:: Görev A ::
Ankara'nın başkent oluşuyla ilgili metinde "Konunun Hakimiyeti Milliye’de" sözleriyle başlayıp "de kabul edilmiştir." sözlerine kadar süren bölümü harfi harfine yeniden yazın.

Konunun Hakimiyeti Milliye’de ilk gündeme gelişi 8 Ağustos’tur. Habere göre hükümet merkezi tartışmaları sürmekte, birçok kişi birçok yer hakkında görüş bildirmekte ise de Hakimiyeti Milliye’ye ulaşan bilgiye göre Ankara, Meclis açıldıktan sonra, ki Meclis 11 Ağustos’ta açılacaktır, başkent ilan edilecektir.39 Sonra gündeme gelen bir diğer haber ise önerinin verildiği gün çıkacaktır.40 Buna göre 9 Ekim’de toplanan Halk Fırkası’nda konu görüşülmüştür. Yapılan önerilerden ilki başkentin Anadolu’da olması yönündedir. Bu kabul edildikten sonra başkentin Ankara olması önerilmiş ve bu öneri de kabul edilmiştir.
Halk Fırkası’nın kararından sonra yukarıda da ifade edildiği gibi 10 Ekim günü İsmet Paşa’nın verdiği teklifle konu Meclise yansımış ve teklif Meclisten Layiha Encümeni’ne sevk edilmiştir. Teklifin Encümen’den Meclise dönüşü ise 13 Ekim’de olacaktır. Başta konunun müstacelen müzakeresi önerilse de görüşülmekte olan Mübadele, İmar ve İskan Vekaleti’nin kurulmasıyla ilgili düzenleme ertelenmemiş, yine de konu aynı gün ikinci celsede görüşülebilmiştir.41
İsmet Paşa ve arkadaşlarının verdiği teklifin esbabı mucibesinde Lozan Antlaşmasının mütemmimlerinden olan Tahliye Protokolünün uygulanması sonucunda “ecnebi işgalinden, kurtulan Türkiye'nin fiilen tamamiyeti tahakkuk” ettiği bildirilmektedir. Bu nedenle Türkiye devletinin makarr-ı idaresinin [hükümet merkezi, başkent] belirlenmesi zamanı geldiği bildirilmektedir. Başkent olacak yerin, “coğrafya ve sevkulceyşiyenin [askerin sevki veya geri çekilmesinin yönetimi]”gereği olarak Anadolu’nun merkezinde yer alması gerektiği, İstanbul’un boğazlarla ilgili antlaşmadan kaynaklanan durumu nedeniyle başkent olmaya uygun olmadığı bu nedenlerle Ankara’da karar kılındığı anlatılmaktadır.

:: Görev B ::
Lütfen listede "Examine the image above and determine whether any green moss" ifadesinin geçtiği satırdan başlayıp "left=314, top=0, right=389, bottom=42" ifadesinin geçtiği satıra kadar giden satırları, bu iki satır da dahil olmak üzere, yalnızca onları aynen tekrarlayın.

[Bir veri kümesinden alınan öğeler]
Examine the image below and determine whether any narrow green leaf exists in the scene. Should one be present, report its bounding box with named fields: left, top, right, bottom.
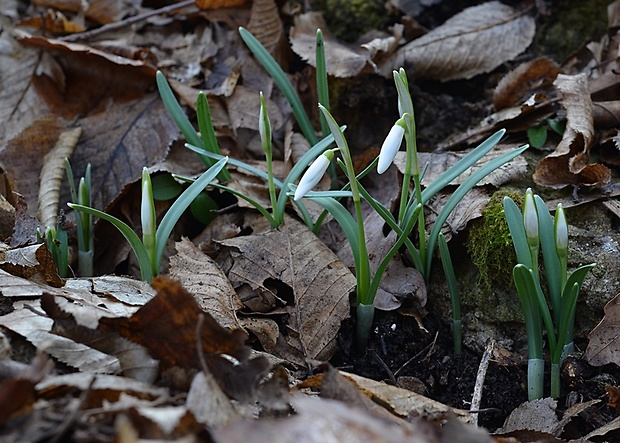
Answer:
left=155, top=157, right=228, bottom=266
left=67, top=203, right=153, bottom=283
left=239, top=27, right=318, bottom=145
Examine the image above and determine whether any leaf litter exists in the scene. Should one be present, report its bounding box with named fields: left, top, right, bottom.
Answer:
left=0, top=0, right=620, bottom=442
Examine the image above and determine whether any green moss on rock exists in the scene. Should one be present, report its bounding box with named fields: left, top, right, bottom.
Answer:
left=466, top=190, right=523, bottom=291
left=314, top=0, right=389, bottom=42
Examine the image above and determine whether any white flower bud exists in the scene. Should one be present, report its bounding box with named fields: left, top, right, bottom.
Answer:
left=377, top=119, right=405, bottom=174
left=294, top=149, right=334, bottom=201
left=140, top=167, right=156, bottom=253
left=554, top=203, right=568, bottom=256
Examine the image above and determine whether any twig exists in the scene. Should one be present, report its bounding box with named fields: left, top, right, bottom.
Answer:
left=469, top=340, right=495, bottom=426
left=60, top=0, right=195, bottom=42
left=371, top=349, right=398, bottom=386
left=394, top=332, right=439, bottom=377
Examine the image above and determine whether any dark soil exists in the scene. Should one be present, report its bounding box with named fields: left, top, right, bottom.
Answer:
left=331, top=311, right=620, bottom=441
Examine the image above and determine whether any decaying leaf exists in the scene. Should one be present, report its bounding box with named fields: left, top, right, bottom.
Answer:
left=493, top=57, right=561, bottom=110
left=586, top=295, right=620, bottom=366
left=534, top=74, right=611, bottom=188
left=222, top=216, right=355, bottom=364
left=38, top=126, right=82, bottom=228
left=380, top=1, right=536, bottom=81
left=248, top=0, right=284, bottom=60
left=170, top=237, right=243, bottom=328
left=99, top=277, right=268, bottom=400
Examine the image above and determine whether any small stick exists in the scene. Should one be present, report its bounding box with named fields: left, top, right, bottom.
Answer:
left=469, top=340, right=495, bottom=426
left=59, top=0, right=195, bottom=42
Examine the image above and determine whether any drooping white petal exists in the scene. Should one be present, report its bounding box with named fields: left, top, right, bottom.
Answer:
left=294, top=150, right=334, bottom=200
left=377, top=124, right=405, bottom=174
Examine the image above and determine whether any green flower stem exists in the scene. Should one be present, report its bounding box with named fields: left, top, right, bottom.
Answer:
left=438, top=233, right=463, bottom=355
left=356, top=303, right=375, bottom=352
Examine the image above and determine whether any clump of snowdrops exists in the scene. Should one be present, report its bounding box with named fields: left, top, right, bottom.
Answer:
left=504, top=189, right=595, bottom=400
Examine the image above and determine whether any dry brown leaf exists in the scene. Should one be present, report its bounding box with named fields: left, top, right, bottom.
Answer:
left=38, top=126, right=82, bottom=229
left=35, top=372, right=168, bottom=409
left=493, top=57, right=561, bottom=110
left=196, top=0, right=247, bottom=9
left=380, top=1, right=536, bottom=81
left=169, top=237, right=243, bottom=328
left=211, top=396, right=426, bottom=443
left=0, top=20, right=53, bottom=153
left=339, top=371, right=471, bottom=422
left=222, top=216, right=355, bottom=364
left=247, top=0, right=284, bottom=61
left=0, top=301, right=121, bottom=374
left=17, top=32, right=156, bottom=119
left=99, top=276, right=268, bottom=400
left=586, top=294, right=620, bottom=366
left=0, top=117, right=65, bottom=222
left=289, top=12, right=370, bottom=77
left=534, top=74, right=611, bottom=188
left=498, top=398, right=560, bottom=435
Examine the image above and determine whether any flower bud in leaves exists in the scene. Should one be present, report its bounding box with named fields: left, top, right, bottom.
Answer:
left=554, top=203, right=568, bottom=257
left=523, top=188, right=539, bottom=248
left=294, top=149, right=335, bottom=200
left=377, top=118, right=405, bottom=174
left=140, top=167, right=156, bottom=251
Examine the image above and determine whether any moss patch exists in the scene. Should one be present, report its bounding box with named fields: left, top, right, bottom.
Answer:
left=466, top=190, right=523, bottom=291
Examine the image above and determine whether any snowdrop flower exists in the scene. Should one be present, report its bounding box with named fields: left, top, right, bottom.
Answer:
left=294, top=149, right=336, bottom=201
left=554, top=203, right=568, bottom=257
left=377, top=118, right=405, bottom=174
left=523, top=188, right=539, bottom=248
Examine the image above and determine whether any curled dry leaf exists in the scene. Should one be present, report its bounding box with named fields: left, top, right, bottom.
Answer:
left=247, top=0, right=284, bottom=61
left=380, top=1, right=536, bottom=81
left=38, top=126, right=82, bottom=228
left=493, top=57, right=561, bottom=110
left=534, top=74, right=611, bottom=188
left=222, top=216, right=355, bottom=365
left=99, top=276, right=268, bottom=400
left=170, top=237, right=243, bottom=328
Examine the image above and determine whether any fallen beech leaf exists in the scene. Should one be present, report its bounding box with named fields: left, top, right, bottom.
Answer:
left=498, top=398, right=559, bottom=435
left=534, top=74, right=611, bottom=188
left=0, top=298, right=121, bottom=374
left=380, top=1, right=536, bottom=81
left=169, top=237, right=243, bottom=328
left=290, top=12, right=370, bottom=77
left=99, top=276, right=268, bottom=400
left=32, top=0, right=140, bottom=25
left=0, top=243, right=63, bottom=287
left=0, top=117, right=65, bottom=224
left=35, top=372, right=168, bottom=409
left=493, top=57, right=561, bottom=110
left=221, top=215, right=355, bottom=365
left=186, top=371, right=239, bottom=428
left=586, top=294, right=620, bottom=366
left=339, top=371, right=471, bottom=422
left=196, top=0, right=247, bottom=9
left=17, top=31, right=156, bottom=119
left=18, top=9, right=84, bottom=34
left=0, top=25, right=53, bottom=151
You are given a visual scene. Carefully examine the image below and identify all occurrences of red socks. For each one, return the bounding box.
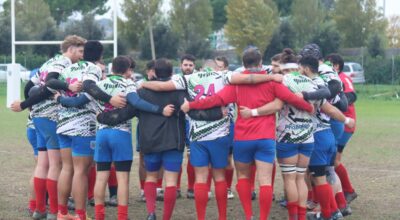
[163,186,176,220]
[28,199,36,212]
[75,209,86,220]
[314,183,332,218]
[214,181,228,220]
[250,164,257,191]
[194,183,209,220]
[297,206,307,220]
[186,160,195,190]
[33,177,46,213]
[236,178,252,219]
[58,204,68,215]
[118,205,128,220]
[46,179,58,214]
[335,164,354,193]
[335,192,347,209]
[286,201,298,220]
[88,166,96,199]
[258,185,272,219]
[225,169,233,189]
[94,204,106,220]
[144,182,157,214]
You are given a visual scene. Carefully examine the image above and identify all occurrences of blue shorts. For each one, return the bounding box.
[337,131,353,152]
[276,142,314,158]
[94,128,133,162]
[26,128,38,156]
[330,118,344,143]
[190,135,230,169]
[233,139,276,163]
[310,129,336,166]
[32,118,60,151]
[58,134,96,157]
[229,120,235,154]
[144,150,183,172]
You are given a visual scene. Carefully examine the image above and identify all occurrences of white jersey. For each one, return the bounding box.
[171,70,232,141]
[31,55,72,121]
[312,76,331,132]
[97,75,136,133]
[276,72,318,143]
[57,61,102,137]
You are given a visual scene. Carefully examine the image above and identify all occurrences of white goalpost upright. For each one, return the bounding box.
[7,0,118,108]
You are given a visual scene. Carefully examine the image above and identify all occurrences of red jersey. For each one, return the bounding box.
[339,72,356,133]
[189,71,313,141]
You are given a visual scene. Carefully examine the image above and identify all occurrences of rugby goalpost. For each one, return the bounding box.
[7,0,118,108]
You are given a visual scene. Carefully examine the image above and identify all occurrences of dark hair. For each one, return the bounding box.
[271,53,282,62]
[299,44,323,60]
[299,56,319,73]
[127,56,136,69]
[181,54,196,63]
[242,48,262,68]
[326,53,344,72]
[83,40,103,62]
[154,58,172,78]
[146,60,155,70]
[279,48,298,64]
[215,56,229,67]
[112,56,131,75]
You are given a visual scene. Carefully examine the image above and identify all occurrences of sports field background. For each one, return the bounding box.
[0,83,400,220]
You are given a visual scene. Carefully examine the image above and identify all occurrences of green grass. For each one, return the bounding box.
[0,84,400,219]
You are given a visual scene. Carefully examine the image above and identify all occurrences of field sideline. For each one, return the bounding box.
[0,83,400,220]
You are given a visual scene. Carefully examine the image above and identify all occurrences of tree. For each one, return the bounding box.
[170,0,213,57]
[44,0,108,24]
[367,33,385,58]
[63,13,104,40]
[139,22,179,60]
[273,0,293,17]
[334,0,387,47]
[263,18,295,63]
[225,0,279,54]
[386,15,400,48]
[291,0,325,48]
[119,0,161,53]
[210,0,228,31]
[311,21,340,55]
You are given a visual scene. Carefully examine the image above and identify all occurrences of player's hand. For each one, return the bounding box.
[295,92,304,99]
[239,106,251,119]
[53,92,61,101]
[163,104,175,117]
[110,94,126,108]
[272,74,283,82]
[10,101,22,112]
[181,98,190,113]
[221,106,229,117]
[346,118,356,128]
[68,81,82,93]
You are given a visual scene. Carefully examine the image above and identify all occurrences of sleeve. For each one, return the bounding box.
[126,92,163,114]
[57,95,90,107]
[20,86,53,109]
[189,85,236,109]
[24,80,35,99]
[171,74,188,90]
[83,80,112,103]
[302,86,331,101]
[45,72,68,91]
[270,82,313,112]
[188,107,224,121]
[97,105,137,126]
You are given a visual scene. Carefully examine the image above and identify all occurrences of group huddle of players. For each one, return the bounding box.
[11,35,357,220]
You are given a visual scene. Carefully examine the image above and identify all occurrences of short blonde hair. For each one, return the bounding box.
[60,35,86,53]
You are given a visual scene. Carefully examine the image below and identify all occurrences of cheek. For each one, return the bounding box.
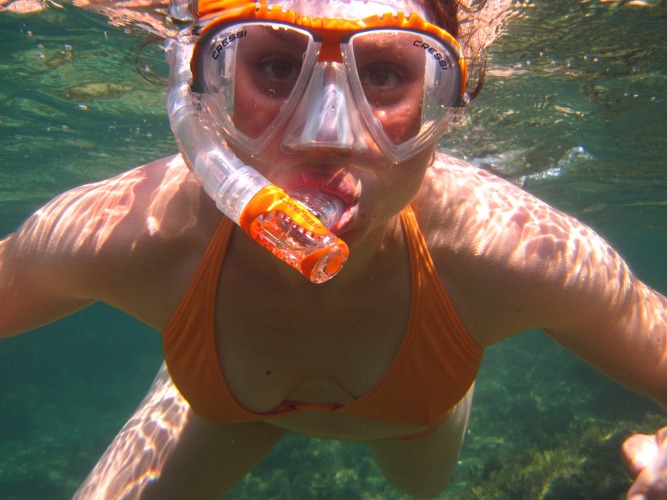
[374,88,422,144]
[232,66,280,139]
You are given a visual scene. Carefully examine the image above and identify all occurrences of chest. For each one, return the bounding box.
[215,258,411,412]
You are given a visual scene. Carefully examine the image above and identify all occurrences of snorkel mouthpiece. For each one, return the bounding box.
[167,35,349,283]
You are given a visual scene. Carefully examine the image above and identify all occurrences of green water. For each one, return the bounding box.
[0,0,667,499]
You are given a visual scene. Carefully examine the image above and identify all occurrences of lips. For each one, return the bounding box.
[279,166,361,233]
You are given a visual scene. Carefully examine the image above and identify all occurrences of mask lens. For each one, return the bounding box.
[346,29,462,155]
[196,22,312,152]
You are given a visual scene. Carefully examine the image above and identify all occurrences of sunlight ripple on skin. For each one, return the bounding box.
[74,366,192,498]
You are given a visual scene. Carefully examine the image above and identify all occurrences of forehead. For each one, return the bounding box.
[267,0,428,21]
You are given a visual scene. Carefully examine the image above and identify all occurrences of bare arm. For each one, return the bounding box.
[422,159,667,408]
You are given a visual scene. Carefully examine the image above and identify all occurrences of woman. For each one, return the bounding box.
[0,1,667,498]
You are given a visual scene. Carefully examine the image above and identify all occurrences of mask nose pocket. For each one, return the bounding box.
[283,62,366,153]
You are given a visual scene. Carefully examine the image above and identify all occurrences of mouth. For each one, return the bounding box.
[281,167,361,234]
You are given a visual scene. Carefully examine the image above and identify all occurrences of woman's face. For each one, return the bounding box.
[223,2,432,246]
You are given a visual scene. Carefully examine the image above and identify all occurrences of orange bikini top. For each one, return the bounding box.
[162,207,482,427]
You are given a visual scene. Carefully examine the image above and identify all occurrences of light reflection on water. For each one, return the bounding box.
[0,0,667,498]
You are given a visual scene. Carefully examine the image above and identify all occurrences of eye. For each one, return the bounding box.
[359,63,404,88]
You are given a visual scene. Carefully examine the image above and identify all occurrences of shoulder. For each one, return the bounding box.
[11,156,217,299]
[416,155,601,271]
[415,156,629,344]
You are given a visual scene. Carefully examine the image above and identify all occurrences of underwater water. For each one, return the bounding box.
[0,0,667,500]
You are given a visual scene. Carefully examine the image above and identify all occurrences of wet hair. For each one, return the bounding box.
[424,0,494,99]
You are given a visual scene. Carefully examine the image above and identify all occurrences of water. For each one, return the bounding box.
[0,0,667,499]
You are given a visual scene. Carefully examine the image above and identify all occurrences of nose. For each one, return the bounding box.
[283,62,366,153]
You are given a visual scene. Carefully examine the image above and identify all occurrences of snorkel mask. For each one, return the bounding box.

:: Tam yanıt A ::
Konunun Hakimiyeti Milliye’de ilk gündeme gelişi 8 Ağustos’tur. Habere göre hükümet merkezi tartışmaları sürmekte, birçok kişi birçok yer hakkında görüş bildirmekte ise de Hakimiyeti Milliye’ye ulaşan bilgiye göre Ankara, Meclis açıldıktan sonra, ki Meclis 11 Ağustos’ta açılacaktır, başkent ilan edilecektir.39 Sonra gündeme gelen bir diğer haber ise önerinin verildiği gün çıkacaktır.40 Buna göre 9 Ekim’de toplanan Halk Fırkası’nda konu görüşülmüştür. Yapılan önerilerden ilki başkentin Anadolu’da olması yönündedir. Bu kabul edildikten sonra başkentin Ankara olması önerilmiş ve bu öneri de kabul edilmiştir.

:: Tam yanıt B ::
Examine the image above and determine whether any green moss on rock exists in the scene. Should one be present, report its bounding box with named fields: left, top, right, bottom.
Answer:
left=466, top=190, right=523, bottom=291
left=314, top=0, right=389, bottom=42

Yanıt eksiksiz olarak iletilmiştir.